Request A: Update the records from the line containing "of the parked" through the last line of the records, inclusive, by changing "parked vehicle" to "parked car". Give back only those lines, otherwise unchanged.

Text to read:
════════════════

# New Chipper



## ASD (Feb 7, 2006)

New Chipper :d


----------



## dshackle3 (Feb 8, 2006)

nice chipper, how much does it wiegh?


----------



## vharrison2 (Feb 8, 2006)

Sweet, the tracks make it extra special.


----------



## ASD (Feb 8, 2006)

dshackle3 said:


> nice chipper, how much does it wiegh?



about 15k


----------



## ASD (Feb 8, 2006)

vharrison2 said:


> Sweet, the tracks make it extra special.



this is our second one on tracks! they are the cats meow for working on land clearing jobs (as long as you can broadcast your chips) this chipper will climb at about 45* and will drive in sand and mud with on problem!


----------



## bottlefed89 (Feb 8, 2006)

Remote Control??


----------



## treeman82 (Feb 8, 2006)

════════════════

Data supplied:
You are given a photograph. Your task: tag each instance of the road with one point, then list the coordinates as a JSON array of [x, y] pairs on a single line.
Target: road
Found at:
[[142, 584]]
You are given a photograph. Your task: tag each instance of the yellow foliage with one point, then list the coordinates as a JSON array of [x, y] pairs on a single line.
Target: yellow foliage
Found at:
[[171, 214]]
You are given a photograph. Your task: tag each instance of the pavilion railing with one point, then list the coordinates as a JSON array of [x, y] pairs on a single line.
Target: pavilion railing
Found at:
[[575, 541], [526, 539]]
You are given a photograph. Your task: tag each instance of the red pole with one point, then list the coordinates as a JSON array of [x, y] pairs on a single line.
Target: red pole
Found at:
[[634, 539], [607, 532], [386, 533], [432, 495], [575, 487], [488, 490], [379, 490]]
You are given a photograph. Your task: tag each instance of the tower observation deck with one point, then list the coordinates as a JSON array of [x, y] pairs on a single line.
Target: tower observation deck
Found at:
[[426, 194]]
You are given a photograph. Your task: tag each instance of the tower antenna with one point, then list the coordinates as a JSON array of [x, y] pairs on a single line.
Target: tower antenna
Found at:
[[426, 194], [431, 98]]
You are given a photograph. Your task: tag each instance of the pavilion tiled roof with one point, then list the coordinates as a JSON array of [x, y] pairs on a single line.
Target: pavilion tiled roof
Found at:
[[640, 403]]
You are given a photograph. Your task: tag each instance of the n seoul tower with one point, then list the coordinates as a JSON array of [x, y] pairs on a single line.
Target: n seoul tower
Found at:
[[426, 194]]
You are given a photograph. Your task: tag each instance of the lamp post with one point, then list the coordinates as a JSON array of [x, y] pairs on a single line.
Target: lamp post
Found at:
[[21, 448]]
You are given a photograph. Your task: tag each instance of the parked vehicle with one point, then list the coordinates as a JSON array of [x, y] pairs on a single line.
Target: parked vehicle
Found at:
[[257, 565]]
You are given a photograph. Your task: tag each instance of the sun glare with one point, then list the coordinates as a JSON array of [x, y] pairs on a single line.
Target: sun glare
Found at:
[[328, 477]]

════════════════

Request B:
Answer from the chipper thread above:
(i) About how much does the new chipper weigh?
(ii) At about what angle will the chipper climb?
(iii) Who replied with "Remote Control??"

Full answer A:
You are given a photograph. Your task: tag each instance of the parked car with one point, then list the coordinates as a JSON array of [x, y] pairs on a single line.
Target: parked car
Found at:
[[257, 565]]
You are given a photograph. Your task: tag each instance of the sun glare with one point, then list the coordinates as a JSON array of [x, y] pairs on a single line.
Target: sun glare
Found at:
[[328, 477]]

Full answer B:
(i) About 15k.
(ii) About 45*.
(iii) bottlefed89.